(Information provided Opens)

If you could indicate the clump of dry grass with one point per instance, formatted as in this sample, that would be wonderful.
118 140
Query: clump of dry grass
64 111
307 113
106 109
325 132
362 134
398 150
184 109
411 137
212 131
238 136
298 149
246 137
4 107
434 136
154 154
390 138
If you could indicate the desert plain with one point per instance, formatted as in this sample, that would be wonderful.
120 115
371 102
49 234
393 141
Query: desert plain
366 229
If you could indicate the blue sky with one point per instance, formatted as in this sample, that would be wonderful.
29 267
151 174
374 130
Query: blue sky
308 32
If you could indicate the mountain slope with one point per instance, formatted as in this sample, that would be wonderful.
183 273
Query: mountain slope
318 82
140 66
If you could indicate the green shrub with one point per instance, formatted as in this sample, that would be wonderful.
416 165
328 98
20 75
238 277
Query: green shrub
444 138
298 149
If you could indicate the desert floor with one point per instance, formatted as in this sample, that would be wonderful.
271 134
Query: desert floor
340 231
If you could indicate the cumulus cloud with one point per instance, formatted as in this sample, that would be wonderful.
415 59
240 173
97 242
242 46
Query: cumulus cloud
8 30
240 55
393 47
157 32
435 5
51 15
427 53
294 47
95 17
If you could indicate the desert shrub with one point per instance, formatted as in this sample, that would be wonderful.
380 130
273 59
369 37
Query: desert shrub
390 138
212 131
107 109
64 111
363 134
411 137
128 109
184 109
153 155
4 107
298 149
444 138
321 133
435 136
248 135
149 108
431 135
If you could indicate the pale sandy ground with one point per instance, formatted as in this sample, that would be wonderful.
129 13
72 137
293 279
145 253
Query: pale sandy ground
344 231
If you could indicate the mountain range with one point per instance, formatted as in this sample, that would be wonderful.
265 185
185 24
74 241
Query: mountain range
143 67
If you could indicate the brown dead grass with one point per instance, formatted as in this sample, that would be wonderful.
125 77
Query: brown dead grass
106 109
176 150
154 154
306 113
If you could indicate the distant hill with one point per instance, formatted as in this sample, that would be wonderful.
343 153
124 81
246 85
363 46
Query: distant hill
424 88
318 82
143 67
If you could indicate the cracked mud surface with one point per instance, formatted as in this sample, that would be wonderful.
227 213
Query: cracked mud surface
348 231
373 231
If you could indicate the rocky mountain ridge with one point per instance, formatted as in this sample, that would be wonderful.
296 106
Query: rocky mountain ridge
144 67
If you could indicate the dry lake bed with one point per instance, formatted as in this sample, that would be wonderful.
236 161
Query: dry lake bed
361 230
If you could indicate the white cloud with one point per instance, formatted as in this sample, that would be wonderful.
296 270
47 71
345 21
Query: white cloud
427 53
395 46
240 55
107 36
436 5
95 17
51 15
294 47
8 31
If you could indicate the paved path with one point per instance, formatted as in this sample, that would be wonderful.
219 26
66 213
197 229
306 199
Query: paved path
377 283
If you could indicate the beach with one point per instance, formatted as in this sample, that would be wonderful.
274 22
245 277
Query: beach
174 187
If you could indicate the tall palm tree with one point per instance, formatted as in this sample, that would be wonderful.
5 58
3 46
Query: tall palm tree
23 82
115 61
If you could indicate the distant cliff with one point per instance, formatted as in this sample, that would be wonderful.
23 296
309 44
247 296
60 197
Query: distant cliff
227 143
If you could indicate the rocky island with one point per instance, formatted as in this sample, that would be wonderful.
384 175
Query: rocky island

(Information provided Closes)

**Task item:**
In the data above, find the line with "If you could indicate the white" and the line with "If you could indicate the rocky island". Retype both, plus every line between them, exactly.

**Output for this exercise:**
If you could indicate the white cloud with one point per instance, formatted as in this sample, that would be wonderful.
296 270
47 71
345 21
Query: white cloud
427 53
395 46
240 55
107 36
436 5
95 17
51 15
294 47
8 31
If you could indicate the paved path with one point per instance, formatted as in this sample, that would be wonderful.
219 26
66 213
197 229
306 199
Query: paved path
377 283
If you could indicate the beach with one point per instance, formatted as in this sample, that would be wonderful.
274 22
245 277
Query: beach
174 187
If you could indicate the tall palm tree with one point per instance, formatted as in this sample, that would be wonderful.
5 58
3 46
Query: tall palm tree
23 82
115 61
If you could indicate the distant cliff with one point per instance, formatted as in this sample, that would be wonderful.
23 296
309 44
247 296
60 197
Query: distant cliff
227 143
If you could indicate the rocky island with one point per instance, formatted as in this sample, that would be wonderful.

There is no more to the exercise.